--- BEGIN Text provided ---

We agree that bubbles are rare. There have only been two large bubbles this century: the late ‘20s in America and the late ‘80s in Tokyo. Were they not rare, they would be more easily recognized and prevented before they became large and destabilizing. In my opinion, this bull market started to become a bubble in 1995, after the Fed and Treasury bailed out Wall Street by bailing out Mexico. The liquidity burst and the moral hazard created at the time–which caused investors and speculators to believe that they would always be bailed out–has continued to this day after we saw the same sort of process at work with Russia, Brazil, et al.

There are differences between Japan’s bubble and the bubble of the ‘20s that we had in this country. Japan’s bubble primarily was a real estate bubble, and that was the epicenter of the speculation. What was interesting is that few transactions took place. Recently a prominent Japanese department store sold off some land underneath their building. It was the first real estate transaction to have occurred in downtown Tokyo in almost 50 years. The prices that Japanese real estate “soared to” were based on projections related to the government land tax. Real estate was borrowed against and stocks were speculated on in the Tokyo market, and that was used to speculate on more real estate and more securities.

So the mechanisms don’t have to be exactly the same. The claim has been made that our valuations aren’t as crazy as Japan’s were, but that isn’t true. The Nikkei traded to around 70 times or 80 times earnings. The top 10 tech stocks have a valuation of about $1.2 trillion, which is about 50 percent of the valuations of all Japanese equities. The Nasdaq itself trades over 90 times earnings. Our stock market capitalization is $14 trillion, and it’s 140 percent or 150 percent of GDP. The peak in Japan was 120 percent. The peak in 1929 was 80 percent. So the bubbles are not going to be created exactly the same, end in the same way, or have precisely the same aftermath. But what we can see is that the aftermath is horrendous.

Look at the problems Japan has now. Economists who are big on revisionist history blame the policies post-bubble for the problem, just like people blame the policies of the ‘30s for the Depression. But the problems were the excess capacity and the speculation that went on beforehand, not the policy that went on afterward. I would like to quote from a very credible source about what the period was like in the ‘20s. His name is Benjamin M. Anderson, who from 1920 to 1937 wrote the Chase Economic Bulletin and was the bank’s chief economist. He was a contemporary critic of the monetary authorities, as he understood at the time that the policies were reckless and would lead to disaster.

--- END Text provided ---
--- BEGIN Material for this task ---

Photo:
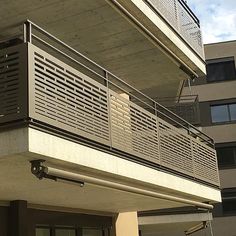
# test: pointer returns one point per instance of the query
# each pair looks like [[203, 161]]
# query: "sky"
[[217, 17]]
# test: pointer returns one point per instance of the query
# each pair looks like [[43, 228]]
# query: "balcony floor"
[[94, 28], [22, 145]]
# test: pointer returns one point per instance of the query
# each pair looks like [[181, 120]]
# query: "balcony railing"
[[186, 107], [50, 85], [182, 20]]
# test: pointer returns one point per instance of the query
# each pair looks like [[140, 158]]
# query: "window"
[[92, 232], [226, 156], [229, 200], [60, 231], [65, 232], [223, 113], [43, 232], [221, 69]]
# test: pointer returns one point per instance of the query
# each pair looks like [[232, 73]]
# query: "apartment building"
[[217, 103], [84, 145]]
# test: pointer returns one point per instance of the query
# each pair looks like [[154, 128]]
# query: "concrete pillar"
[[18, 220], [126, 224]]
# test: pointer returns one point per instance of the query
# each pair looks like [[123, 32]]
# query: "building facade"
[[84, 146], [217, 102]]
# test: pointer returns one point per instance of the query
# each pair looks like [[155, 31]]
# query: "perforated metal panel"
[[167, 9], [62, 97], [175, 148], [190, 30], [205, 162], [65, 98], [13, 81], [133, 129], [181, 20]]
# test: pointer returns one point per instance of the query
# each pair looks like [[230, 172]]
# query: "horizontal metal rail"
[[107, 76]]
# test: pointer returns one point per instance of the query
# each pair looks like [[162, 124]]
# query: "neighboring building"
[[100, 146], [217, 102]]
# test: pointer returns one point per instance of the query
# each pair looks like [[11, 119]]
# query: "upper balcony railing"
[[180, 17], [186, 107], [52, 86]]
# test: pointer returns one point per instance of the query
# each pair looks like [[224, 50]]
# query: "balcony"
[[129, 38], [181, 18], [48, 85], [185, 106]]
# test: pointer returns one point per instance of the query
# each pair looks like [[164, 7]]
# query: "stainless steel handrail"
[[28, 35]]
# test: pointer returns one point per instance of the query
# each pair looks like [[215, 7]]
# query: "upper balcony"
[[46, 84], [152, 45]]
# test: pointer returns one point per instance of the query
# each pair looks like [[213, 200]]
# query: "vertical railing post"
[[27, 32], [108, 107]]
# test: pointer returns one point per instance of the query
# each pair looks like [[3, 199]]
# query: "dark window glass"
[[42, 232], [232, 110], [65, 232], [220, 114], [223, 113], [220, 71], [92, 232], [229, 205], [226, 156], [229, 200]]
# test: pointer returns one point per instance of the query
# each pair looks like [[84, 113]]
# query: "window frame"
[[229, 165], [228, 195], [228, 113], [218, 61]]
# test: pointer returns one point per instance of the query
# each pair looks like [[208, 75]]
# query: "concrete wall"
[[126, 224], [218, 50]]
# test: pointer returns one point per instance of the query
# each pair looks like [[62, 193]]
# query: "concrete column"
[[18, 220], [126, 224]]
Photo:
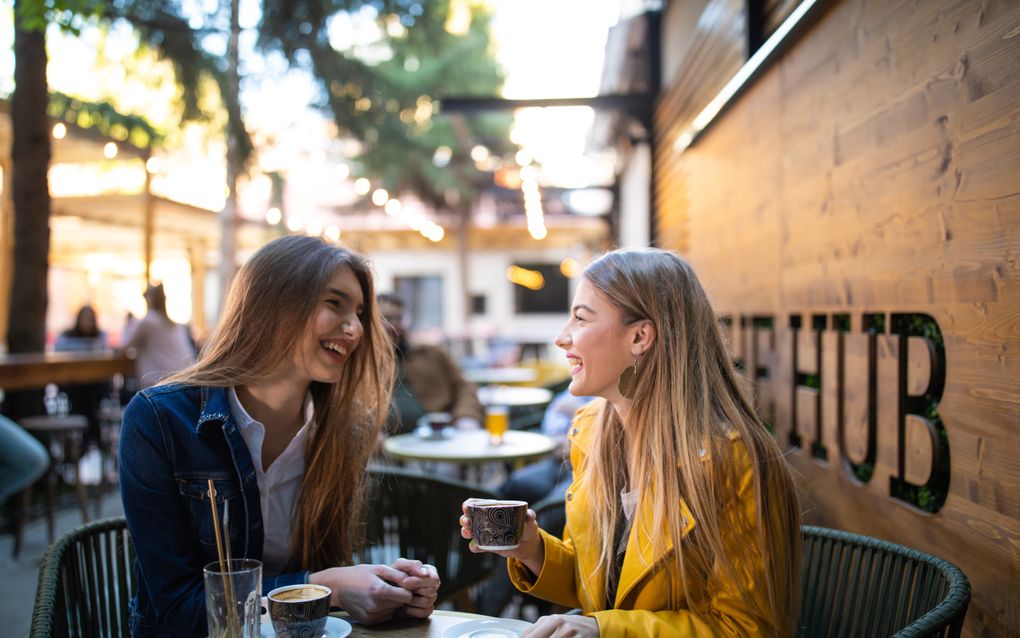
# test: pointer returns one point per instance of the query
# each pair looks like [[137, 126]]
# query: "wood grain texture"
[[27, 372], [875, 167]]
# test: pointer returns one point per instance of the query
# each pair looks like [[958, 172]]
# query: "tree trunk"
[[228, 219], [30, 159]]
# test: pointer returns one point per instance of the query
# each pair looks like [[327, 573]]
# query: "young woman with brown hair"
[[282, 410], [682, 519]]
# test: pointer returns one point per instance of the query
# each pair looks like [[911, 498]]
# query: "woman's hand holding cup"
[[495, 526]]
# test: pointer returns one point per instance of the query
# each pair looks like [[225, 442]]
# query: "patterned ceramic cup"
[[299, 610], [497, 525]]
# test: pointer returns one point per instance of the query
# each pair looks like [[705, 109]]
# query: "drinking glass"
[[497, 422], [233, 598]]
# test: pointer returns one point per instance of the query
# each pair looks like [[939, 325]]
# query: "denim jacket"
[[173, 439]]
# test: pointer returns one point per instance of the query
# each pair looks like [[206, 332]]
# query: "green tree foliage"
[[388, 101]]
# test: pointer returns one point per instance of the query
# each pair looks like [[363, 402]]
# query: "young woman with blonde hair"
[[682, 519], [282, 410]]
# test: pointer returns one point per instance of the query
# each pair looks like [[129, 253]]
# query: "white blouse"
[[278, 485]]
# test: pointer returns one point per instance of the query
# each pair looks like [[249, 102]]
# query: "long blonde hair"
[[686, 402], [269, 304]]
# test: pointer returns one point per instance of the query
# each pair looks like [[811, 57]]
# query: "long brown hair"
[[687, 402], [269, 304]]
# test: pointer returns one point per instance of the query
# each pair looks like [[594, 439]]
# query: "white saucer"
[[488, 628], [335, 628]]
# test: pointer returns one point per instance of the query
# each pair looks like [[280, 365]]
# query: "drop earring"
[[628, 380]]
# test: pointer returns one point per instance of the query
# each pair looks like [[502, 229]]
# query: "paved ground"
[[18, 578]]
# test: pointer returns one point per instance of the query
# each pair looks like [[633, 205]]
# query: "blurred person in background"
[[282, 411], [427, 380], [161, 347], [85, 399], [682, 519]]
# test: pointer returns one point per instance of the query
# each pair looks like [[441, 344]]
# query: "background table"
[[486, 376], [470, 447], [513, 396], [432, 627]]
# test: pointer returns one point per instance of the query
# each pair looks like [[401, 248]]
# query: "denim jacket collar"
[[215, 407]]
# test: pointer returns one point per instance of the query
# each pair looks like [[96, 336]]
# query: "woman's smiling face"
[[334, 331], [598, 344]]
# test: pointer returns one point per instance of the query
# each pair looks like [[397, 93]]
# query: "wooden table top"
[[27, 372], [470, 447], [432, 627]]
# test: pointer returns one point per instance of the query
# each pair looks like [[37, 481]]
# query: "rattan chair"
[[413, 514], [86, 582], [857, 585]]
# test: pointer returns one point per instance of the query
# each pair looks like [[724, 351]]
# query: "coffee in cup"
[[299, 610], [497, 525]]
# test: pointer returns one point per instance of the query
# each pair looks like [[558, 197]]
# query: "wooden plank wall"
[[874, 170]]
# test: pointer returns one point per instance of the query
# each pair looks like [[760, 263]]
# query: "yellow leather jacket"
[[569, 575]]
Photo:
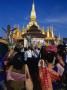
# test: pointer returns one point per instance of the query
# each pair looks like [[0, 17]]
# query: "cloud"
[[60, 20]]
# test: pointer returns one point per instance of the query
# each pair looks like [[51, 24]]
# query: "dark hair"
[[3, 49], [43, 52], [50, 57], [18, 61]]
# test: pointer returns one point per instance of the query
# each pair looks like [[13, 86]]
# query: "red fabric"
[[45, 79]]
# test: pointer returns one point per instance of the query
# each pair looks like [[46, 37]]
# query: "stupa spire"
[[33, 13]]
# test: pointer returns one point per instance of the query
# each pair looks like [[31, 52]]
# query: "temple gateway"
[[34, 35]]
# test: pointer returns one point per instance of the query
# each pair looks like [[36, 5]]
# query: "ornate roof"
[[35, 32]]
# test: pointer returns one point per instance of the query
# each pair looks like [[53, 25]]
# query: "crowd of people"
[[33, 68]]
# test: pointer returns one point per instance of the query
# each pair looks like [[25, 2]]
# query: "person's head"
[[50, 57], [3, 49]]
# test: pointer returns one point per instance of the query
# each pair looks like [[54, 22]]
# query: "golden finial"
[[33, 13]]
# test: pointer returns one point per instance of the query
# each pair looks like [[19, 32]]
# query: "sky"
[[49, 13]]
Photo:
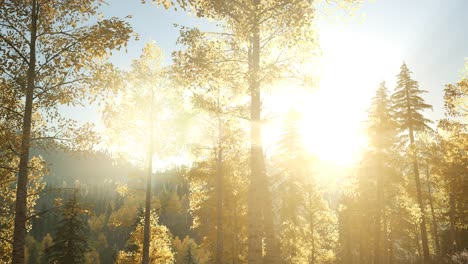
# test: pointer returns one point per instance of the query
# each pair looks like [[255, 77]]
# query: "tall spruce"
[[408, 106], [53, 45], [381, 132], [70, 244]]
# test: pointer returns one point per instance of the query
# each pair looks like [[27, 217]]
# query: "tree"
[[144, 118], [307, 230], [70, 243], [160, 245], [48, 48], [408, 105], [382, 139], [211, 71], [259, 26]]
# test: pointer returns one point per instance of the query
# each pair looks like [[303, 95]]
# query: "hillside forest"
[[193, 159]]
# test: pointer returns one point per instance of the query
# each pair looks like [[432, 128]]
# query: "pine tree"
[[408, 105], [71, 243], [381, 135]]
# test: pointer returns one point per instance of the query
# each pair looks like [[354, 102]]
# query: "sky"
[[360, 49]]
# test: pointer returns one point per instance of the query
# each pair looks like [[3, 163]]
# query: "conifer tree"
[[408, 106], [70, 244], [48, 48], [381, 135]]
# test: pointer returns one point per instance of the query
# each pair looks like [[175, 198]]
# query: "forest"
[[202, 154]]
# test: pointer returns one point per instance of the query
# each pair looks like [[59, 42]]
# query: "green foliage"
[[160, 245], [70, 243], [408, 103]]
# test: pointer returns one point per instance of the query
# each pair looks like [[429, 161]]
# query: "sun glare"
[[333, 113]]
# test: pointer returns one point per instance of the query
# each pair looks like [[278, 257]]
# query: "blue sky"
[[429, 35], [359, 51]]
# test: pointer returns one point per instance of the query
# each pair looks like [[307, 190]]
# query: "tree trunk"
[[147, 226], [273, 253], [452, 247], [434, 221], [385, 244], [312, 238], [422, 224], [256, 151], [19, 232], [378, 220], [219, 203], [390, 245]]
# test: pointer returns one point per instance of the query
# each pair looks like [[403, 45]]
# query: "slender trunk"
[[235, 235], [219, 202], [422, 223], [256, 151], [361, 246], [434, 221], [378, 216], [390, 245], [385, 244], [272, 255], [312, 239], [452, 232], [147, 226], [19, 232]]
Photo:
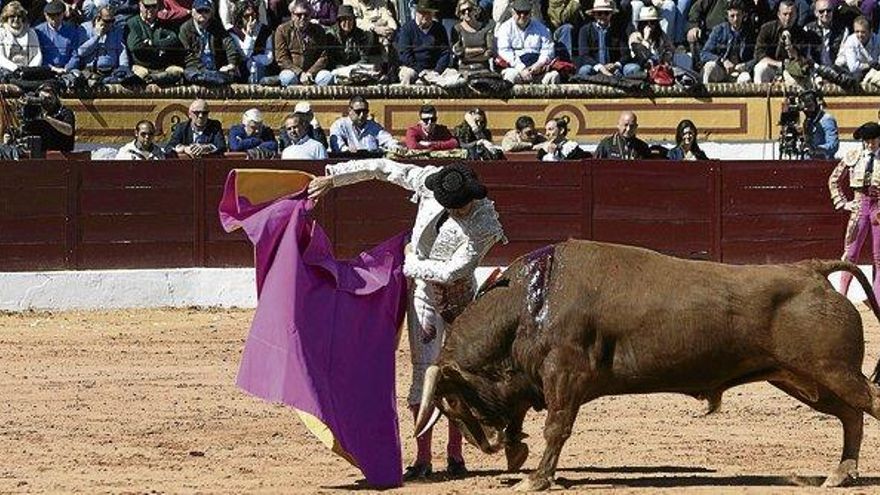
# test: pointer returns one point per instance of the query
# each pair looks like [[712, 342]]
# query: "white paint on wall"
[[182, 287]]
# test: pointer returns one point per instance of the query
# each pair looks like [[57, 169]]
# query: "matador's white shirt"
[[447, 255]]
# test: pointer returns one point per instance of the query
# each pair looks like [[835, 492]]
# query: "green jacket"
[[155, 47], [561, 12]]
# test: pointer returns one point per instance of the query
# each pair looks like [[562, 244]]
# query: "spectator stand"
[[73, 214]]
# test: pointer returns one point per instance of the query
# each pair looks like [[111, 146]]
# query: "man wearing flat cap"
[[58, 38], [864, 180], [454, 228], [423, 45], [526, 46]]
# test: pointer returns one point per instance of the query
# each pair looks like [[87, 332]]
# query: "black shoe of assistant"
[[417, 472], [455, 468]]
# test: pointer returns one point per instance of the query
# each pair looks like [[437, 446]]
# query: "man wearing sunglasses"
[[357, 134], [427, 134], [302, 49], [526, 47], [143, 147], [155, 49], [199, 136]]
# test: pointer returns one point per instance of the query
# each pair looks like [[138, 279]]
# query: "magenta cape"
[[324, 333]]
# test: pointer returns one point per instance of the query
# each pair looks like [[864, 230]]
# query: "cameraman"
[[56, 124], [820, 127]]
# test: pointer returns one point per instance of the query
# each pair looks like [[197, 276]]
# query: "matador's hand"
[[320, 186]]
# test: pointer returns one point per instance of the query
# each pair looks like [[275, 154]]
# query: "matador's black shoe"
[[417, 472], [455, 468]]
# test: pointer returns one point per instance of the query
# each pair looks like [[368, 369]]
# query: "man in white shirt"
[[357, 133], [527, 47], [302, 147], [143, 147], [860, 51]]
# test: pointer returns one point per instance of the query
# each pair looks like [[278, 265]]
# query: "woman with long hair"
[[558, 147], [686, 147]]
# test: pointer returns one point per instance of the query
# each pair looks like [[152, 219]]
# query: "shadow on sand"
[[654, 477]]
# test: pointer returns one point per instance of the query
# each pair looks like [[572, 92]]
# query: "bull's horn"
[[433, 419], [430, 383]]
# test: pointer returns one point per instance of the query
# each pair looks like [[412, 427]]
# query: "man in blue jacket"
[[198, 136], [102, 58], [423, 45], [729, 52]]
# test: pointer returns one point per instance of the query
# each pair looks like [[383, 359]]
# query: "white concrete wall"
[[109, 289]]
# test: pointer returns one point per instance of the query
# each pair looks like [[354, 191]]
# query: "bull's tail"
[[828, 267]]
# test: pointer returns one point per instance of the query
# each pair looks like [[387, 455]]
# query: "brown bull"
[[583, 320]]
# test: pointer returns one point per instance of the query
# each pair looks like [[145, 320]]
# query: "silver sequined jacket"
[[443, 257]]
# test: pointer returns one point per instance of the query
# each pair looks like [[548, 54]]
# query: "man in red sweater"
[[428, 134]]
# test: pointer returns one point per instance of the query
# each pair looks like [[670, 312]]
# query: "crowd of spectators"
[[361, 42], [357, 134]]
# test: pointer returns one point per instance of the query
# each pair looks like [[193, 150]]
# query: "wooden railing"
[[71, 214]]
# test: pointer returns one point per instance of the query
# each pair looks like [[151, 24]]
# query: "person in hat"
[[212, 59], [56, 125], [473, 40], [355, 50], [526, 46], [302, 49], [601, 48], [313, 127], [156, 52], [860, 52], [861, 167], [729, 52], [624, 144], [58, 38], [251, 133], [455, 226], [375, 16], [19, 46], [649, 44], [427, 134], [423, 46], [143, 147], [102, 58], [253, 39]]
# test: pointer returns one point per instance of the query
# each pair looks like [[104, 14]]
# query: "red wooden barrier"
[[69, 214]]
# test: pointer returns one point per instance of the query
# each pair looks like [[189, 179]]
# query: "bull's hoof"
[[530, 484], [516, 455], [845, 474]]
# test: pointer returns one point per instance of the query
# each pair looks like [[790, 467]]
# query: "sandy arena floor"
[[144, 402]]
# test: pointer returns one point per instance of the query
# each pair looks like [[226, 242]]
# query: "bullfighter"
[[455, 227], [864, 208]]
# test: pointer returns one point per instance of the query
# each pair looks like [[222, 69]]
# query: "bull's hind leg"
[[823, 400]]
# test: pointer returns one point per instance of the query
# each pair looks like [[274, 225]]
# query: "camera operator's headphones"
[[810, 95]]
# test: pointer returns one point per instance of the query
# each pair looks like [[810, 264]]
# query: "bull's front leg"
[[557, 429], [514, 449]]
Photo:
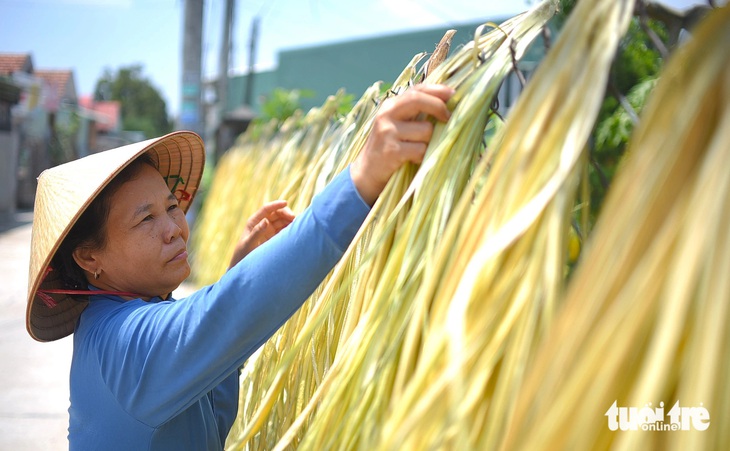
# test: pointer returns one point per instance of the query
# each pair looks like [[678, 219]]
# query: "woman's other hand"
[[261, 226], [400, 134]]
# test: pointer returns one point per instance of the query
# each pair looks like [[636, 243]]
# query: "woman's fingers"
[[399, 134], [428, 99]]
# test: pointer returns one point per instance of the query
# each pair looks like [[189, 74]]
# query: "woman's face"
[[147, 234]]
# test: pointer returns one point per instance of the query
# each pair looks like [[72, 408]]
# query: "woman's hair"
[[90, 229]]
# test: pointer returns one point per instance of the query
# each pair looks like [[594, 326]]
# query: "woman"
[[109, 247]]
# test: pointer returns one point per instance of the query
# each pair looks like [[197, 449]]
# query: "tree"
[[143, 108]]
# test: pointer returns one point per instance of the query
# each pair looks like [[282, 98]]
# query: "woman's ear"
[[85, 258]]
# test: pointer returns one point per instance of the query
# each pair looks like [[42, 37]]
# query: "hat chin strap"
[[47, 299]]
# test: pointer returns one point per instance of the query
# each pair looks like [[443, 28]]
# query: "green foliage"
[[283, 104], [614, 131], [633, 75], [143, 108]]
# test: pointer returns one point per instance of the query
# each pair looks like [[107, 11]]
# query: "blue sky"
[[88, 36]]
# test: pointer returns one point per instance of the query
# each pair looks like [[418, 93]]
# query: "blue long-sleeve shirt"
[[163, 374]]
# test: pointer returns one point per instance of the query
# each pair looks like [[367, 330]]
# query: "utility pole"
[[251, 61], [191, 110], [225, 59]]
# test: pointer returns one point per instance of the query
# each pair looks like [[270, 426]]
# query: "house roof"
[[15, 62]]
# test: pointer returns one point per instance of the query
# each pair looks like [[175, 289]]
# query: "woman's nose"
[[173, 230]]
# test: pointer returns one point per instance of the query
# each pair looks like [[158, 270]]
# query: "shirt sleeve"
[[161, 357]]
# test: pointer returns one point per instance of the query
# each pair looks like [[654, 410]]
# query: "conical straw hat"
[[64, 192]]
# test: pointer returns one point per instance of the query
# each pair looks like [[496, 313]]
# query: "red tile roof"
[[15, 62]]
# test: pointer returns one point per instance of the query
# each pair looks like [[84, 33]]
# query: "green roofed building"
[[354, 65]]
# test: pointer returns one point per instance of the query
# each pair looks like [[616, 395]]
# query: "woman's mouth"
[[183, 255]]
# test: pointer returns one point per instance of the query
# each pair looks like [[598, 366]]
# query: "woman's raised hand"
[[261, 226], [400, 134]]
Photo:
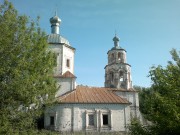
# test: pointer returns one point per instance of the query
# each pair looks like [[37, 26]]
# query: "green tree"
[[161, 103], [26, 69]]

--- END Material for this task ---

→ Written task 1
In the passage on market bubbles, what peak did stock market capitalization reach as a percentage of GDP in Japan?
→ Written task 2
Report every line of the rows that contains the word "young", treating uppercase and lowercase as different.
The passage and the rows are unrelated material.

→ Response 1
120 percent.

→ Response 2
# query: "young woman with brown hair"
# query: "young woman with blonde hair"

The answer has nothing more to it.